__WORK INSTRUCTION__. Leaving out all pictures, restate word for word the lines from the one with "Would you mind indicating the woman's hand" through the last line of the entries.

__DATASET RECORDS__.

—————

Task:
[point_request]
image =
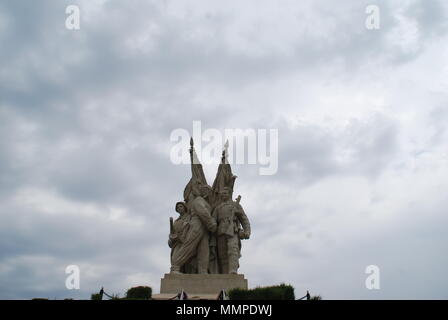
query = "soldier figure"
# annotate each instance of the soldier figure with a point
(230, 217)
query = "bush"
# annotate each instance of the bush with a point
(139, 293)
(280, 292)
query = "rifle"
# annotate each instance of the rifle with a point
(171, 225)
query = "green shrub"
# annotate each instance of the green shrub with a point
(280, 292)
(139, 293)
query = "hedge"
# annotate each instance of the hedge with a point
(279, 292)
(139, 293)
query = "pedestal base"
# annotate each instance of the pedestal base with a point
(201, 283)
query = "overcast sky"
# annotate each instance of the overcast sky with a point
(86, 117)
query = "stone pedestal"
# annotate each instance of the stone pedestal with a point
(201, 283)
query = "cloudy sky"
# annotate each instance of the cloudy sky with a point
(86, 117)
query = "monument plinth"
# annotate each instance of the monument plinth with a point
(200, 284)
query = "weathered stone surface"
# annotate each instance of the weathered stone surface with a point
(201, 283)
(206, 237)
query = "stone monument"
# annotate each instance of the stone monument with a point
(205, 239)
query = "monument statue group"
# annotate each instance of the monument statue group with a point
(206, 236)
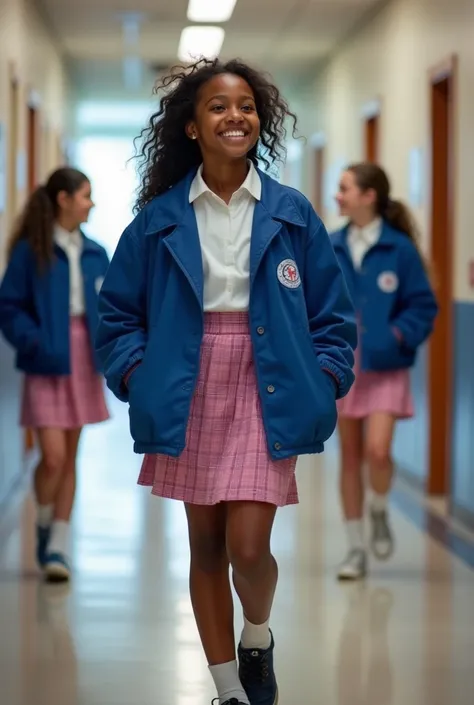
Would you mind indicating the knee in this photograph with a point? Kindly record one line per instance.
(53, 463)
(208, 551)
(248, 559)
(378, 455)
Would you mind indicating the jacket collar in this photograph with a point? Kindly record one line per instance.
(389, 237)
(169, 209)
(85, 244)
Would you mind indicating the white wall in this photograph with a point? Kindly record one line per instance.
(29, 52)
(389, 60)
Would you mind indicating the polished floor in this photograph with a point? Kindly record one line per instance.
(123, 633)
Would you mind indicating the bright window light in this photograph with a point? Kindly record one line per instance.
(210, 10)
(200, 42)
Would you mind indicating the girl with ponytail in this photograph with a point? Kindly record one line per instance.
(387, 279)
(48, 313)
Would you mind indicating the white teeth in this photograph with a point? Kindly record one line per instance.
(235, 133)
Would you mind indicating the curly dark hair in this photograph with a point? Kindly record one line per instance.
(167, 154)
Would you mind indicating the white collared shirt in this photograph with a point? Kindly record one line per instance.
(72, 244)
(225, 233)
(360, 240)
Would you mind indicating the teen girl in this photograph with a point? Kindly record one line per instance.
(396, 309)
(48, 312)
(226, 324)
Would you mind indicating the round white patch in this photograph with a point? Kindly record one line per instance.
(288, 274)
(387, 282)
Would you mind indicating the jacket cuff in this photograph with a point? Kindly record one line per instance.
(132, 363)
(128, 374)
(335, 373)
(333, 379)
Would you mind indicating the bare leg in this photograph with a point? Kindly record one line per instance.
(255, 572)
(211, 594)
(64, 500)
(380, 429)
(48, 474)
(351, 434)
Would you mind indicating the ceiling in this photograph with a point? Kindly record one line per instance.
(286, 37)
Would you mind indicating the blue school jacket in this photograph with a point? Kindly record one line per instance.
(302, 322)
(34, 306)
(393, 299)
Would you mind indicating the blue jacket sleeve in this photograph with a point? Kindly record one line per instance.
(418, 306)
(121, 335)
(330, 311)
(17, 321)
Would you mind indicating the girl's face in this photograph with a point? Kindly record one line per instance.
(74, 209)
(226, 123)
(352, 200)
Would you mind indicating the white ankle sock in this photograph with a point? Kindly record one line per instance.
(379, 502)
(44, 515)
(256, 636)
(227, 682)
(59, 537)
(355, 534)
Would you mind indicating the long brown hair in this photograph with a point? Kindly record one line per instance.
(395, 213)
(36, 222)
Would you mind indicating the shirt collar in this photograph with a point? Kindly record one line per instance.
(64, 238)
(252, 185)
(369, 234)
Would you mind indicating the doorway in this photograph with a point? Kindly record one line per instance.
(442, 99)
(372, 138)
(318, 180)
(32, 148)
(13, 146)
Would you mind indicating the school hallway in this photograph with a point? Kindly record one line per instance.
(123, 632)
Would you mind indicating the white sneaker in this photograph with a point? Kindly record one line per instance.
(354, 567)
(382, 542)
(57, 568)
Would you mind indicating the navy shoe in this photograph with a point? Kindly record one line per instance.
(56, 568)
(42, 539)
(257, 675)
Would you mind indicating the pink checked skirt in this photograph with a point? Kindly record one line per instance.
(374, 392)
(226, 457)
(67, 401)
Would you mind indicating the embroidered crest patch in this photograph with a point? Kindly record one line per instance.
(387, 282)
(288, 274)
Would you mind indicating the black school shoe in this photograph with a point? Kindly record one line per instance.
(257, 674)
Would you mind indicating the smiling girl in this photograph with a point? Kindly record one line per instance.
(396, 309)
(226, 324)
(48, 313)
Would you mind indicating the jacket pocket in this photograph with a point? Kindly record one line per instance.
(141, 421)
(322, 393)
(386, 352)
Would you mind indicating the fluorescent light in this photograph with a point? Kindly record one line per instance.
(210, 10)
(200, 42)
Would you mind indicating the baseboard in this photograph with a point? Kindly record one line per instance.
(414, 481)
(14, 497)
(462, 515)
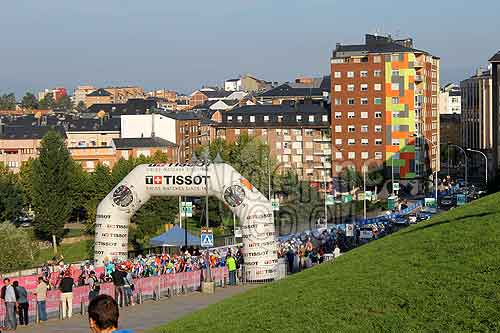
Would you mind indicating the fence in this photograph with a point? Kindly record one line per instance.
(154, 288)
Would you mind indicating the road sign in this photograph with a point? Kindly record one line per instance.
(461, 199)
(275, 203)
(329, 200)
(207, 237)
(187, 209)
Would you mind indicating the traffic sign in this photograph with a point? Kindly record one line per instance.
(275, 203)
(187, 209)
(207, 237)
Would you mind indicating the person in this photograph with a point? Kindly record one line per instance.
(118, 277)
(66, 287)
(94, 286)
(41, 296)
(8, 294)
(103, 315)
(22, 303)
(231, 267)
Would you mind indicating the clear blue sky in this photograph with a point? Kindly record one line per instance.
(182, 45)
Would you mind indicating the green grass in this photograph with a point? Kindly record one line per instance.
(71, 252)
(439, 276)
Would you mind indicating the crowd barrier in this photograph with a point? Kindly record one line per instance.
(153, 288)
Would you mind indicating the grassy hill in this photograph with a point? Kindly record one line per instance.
(442, 275)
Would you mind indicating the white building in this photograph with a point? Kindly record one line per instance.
(450, 100)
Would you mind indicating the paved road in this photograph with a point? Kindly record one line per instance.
(144, 316)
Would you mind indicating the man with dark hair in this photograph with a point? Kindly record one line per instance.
(103, 315)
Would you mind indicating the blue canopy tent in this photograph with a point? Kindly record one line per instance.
(175, 237)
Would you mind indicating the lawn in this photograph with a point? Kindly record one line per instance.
(71, 252)
(439, 276)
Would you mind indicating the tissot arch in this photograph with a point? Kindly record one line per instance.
(184, 179)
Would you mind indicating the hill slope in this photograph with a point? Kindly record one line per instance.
(442, 275)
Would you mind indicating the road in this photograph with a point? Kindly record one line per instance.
(145, 316)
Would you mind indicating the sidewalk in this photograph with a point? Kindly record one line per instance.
(144, 316)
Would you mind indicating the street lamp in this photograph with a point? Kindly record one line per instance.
(466, 158)
(485, 158)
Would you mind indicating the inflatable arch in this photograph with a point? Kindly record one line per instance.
(189, 179)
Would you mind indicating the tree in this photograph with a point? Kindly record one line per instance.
(17, 248)
(81, 107)
(8, 101)
(52, 187)
(64, 103)
(47, 102)
(11, 200)
(29, 101)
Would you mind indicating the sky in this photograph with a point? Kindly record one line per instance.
(183, 45)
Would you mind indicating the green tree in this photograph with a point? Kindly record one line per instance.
(11, 199)
(17, 248)
(29, 101)
(52, 187)
(80, 107)
(47, 103)
(8, 101)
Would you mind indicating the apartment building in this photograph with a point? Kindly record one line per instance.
(385, 98)
(477, 111)
(298, 135)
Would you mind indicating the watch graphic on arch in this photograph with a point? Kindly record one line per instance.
(123, 196)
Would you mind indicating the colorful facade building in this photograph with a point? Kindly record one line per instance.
(384, 103)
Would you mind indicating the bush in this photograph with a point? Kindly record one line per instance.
(17, 248)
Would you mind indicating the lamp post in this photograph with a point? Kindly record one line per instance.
(466, 158)
(486, 159)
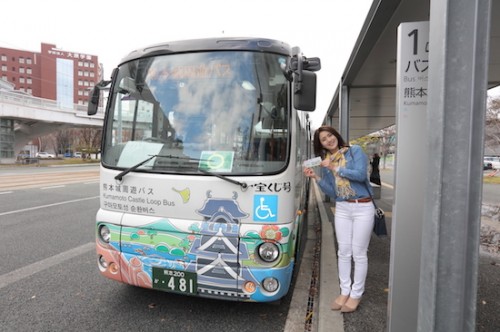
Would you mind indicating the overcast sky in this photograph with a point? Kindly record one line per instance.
(110, 29)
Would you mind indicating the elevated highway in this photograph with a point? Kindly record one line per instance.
(35, 117)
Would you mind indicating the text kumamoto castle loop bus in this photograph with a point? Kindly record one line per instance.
(202, 190)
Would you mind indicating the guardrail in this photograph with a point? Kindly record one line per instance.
(20, 98)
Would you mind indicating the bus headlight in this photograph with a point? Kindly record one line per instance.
(104, 233)
(268, 252)
(270, 284)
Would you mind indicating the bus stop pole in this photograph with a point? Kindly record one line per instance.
(458, 64)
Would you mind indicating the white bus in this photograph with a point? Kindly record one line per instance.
(202, 191)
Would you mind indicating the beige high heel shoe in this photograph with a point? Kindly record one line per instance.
(339, 302)
(350, 305)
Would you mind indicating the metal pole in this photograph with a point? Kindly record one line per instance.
(458, 61)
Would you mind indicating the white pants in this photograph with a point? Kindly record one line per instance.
(353, 229)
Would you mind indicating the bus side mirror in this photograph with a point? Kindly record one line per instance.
(94, 101)
(304, 97)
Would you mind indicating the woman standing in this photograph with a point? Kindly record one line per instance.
(344, 178)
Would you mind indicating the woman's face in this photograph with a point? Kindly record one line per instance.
(329, 141)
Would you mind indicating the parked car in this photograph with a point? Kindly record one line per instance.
(44, 155)
(494, 161)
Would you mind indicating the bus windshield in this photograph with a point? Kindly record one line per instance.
(220, 111)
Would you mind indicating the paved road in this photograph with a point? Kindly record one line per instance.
(49, 279)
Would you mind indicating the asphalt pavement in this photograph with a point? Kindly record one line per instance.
(372, 311)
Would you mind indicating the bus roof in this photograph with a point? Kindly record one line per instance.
(211, 44)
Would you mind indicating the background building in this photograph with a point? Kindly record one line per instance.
(55, 74)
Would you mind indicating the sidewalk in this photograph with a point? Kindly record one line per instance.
(372, 311)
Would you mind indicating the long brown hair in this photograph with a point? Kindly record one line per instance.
(319, 150)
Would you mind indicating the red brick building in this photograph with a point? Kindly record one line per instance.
(55, 74)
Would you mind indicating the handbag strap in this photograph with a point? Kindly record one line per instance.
(369, 193)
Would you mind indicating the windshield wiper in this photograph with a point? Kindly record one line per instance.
(243, 185)
(120, 176)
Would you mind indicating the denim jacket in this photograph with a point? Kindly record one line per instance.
(356, 171)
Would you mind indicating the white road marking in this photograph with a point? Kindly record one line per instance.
(29, 270)
(52, 187)
(47, 205)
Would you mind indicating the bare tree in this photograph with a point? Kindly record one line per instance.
(90, 141)
(492, 126)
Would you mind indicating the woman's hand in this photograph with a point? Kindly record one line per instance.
(309, 172)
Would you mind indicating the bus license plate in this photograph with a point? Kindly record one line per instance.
(174, 281)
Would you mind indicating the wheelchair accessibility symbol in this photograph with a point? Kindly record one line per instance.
(265, 208)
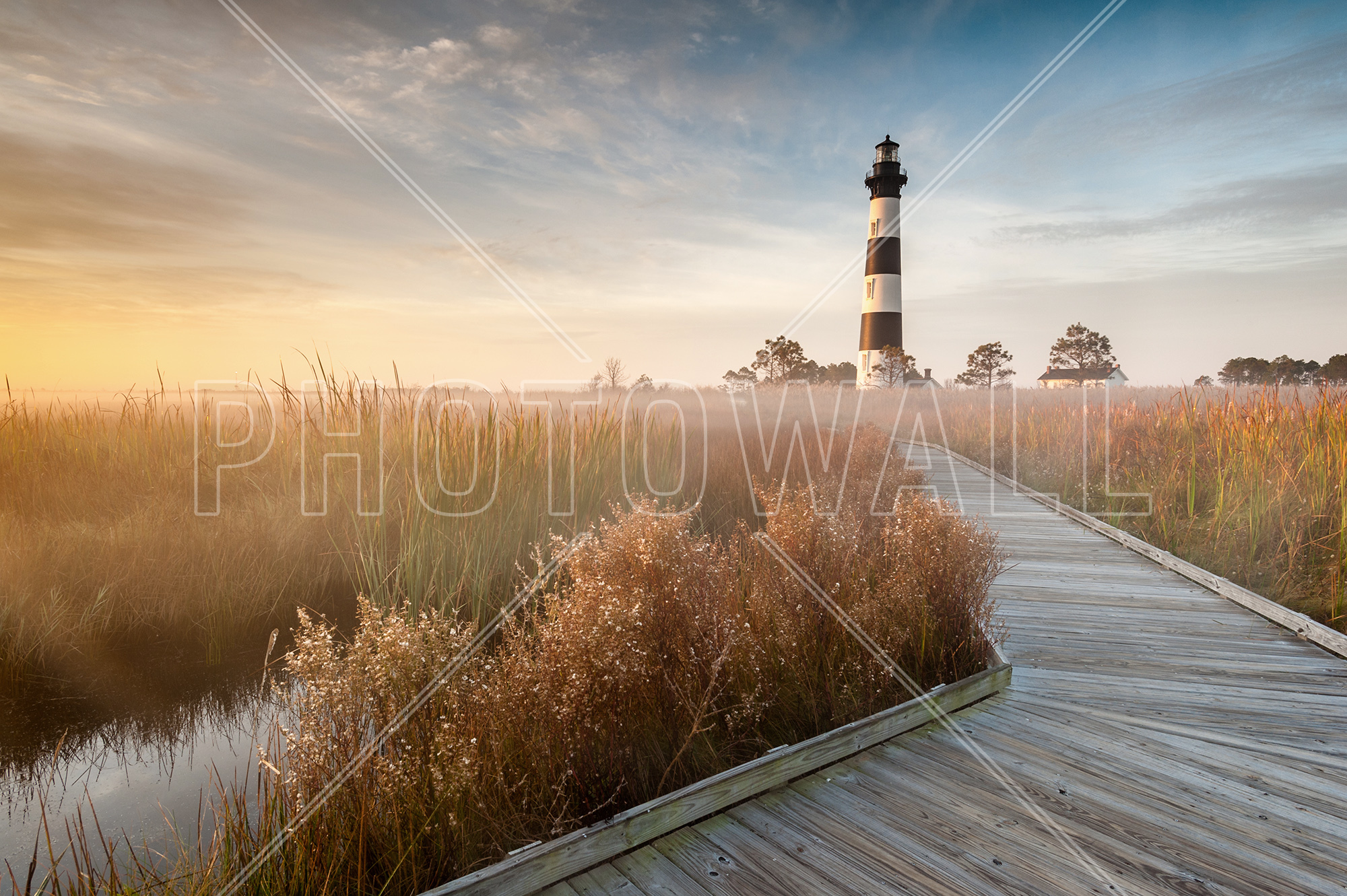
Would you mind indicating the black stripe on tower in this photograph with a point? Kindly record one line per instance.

—————

__RESULT OF THE TASK__.
Would you mind indicating the woman's hand in this photograph with a point? Kindly record one line per instance.
(309, 172)
Would you mind indicating the bus license plate in this photograph with a point? Kindly record one line per instance.
(174, 281)
Would you mind indicating the wheelchair accessibility symbol in this photograph with a point? Kindly record one line per instance.
(265, 208)
Would you mind indicating the black stripe on tower in this photograph with a point? Kindly record one line per instance.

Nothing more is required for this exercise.